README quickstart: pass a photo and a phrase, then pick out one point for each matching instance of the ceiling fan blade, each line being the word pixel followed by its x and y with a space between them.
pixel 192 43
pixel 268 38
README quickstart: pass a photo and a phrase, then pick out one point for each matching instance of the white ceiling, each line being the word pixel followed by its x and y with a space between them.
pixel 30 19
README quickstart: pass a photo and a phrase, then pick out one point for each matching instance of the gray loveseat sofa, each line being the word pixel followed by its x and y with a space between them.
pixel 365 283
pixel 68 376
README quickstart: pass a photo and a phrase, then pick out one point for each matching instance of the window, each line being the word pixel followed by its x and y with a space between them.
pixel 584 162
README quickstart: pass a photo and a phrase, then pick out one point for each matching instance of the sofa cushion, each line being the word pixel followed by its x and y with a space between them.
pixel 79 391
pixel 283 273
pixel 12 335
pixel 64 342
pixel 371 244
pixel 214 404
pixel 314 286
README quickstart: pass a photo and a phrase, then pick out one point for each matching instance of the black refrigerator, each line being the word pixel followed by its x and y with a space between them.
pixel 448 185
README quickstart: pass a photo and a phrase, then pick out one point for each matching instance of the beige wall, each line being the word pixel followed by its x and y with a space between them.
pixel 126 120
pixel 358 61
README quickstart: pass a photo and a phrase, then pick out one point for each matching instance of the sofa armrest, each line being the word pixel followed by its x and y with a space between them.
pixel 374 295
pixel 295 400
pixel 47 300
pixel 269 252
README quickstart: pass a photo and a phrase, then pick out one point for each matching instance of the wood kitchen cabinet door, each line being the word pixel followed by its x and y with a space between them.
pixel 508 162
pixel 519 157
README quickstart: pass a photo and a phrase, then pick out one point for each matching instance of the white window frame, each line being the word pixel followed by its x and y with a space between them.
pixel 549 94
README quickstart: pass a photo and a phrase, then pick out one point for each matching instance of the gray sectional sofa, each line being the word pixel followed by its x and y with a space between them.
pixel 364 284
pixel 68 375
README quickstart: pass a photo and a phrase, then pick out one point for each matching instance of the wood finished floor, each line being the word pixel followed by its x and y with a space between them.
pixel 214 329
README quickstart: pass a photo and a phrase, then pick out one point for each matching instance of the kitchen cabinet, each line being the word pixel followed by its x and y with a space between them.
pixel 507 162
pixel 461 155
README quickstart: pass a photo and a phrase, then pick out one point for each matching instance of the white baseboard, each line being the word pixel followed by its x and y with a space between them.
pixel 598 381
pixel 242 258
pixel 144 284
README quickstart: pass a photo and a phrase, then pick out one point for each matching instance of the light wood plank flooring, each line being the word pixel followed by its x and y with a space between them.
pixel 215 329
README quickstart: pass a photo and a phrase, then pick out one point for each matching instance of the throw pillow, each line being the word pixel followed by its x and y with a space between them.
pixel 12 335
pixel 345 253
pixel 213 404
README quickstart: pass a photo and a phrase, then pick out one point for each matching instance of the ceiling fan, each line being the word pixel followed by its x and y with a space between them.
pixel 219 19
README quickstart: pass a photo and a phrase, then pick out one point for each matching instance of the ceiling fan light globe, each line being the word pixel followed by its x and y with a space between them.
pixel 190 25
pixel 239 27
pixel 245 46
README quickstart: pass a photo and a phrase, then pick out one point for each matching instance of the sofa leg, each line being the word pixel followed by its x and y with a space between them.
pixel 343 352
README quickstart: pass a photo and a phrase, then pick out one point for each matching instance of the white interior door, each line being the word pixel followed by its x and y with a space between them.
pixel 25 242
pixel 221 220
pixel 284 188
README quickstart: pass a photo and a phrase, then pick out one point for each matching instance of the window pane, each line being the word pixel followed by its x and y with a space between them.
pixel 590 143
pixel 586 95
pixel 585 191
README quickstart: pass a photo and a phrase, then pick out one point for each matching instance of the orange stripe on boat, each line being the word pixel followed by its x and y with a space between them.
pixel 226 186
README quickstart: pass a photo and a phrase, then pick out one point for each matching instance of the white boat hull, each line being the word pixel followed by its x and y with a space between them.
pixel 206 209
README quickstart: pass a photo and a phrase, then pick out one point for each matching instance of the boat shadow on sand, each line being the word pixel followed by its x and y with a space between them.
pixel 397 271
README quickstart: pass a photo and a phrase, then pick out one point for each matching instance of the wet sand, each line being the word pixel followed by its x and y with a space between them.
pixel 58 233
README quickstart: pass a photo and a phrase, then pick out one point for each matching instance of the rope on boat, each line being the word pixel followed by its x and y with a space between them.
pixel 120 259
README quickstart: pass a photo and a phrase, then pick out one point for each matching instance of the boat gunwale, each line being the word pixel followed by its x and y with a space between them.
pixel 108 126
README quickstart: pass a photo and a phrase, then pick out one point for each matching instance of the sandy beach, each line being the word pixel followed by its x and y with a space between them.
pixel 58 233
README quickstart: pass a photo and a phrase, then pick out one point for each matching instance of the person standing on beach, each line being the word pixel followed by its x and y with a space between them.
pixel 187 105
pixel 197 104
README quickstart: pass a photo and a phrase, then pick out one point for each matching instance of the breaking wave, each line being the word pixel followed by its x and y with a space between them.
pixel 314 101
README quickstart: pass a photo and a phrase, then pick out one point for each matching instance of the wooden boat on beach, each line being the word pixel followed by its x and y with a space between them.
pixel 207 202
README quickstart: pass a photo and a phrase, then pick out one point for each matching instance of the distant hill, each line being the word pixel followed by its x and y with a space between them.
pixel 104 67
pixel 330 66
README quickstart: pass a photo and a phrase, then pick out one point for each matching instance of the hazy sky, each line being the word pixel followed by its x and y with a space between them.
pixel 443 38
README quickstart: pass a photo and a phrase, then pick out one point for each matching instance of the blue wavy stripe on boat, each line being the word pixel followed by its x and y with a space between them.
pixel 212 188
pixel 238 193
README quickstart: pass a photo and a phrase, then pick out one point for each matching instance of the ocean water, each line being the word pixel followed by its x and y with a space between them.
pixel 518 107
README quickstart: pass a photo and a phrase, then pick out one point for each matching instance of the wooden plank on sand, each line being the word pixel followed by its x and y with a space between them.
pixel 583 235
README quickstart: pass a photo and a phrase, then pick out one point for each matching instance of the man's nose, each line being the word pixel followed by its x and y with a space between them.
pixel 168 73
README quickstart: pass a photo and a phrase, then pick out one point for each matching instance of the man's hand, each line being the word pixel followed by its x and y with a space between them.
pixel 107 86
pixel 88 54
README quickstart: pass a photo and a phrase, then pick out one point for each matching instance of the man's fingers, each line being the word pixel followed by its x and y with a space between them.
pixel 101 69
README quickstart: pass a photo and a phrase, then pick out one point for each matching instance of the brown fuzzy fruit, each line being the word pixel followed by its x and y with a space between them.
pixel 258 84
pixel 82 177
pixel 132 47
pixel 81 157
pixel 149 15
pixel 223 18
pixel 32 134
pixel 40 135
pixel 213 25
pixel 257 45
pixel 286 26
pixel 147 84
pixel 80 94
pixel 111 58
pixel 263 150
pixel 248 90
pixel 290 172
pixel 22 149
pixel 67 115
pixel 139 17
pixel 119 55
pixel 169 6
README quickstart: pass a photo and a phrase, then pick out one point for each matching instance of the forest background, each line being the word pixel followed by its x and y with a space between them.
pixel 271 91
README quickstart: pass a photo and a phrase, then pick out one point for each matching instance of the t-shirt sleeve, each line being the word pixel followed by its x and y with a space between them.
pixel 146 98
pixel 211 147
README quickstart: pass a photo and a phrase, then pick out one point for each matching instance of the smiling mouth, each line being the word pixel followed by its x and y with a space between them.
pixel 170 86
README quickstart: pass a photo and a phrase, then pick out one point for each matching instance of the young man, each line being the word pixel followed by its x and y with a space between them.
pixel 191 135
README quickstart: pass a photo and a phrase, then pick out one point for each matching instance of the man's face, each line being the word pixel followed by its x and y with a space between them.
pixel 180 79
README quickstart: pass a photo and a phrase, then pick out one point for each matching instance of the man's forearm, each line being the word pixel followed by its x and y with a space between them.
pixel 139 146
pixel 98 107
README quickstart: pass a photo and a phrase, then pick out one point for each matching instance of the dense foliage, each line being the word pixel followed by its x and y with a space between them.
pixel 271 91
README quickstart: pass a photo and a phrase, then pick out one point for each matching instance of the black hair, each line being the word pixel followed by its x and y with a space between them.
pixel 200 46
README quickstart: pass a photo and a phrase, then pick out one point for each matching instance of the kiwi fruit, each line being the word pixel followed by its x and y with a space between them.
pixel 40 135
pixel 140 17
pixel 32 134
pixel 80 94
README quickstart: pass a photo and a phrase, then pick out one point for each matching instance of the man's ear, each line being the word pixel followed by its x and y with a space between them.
******************************
Rewrite the records from the line with "man's fingers, each" to the line with "pixel 98 107", putting "wooded background" in place of "forest background" and keeping everything else the same.

* **Answer to the task**:
README quickstart: pass a photo and a phrase, then pick out one point for each matching instance of the man's fingers, each line being the word pixel followed by its x and y with a space between them.
pixel 101 69
README quickstart: pass a photo and a phrase, then pick out one point for each matching instance of the brown fuzzy fruit, each line being the word pixel followed by its x and y with a space between them.
pixel 258 84
pixel 82 177
pixel 132 47
pixel 81 157
pixel 149 15
pixel 223 18
pixel 32 134
pixel 40 135
pixel 213 25
pixel 257 45
pixel 286 26
pixel 147 84
pixel 80 94
pixel 111 58
pixel 263 150
pixel 248 90
pixel 290 172
pixel 22 149
pixel 67 115
pixel 139 17
pixel 119 55
pixel 169 6
README quickstart: pass a photo and a phrase, then pick out one point for each matching instance of the wooded background, each line being the word pixel followed by its x and y with a space between them.
pixel 271 91
README quickstart: pass a photo and a phrase, then pick out one point for each matching instance of the t-shirt sleeve, each line being the word pixel followed by its x and y with a space between them.
pixel 146 98
pixel 211 147
README quickstart: pass a photo and a phrase, then pick out one point for each matching instance of the smiling mouth, each line being the word pixel followed by its x and y with a space between them.
pixel 170 86
README quickstart: pass a photo and a phrase, then pick out one point for each matching instance of the young man, each line being the word pixel followed by its x and y with a space between them.
pixel 191 135
README quickstart: pass a photo and a phrase, then pick out one point for each matching instance of the man's face, each line being the word pixel followed by its x and y with a space between them.
pixel 180 79
README quickstart: pass a photo and a phrase, then pick out one point for each matching instance of the man's forearm, each line being the word pixel followed by its x and y with a space between them.
pixel 139 146
pixel 98 107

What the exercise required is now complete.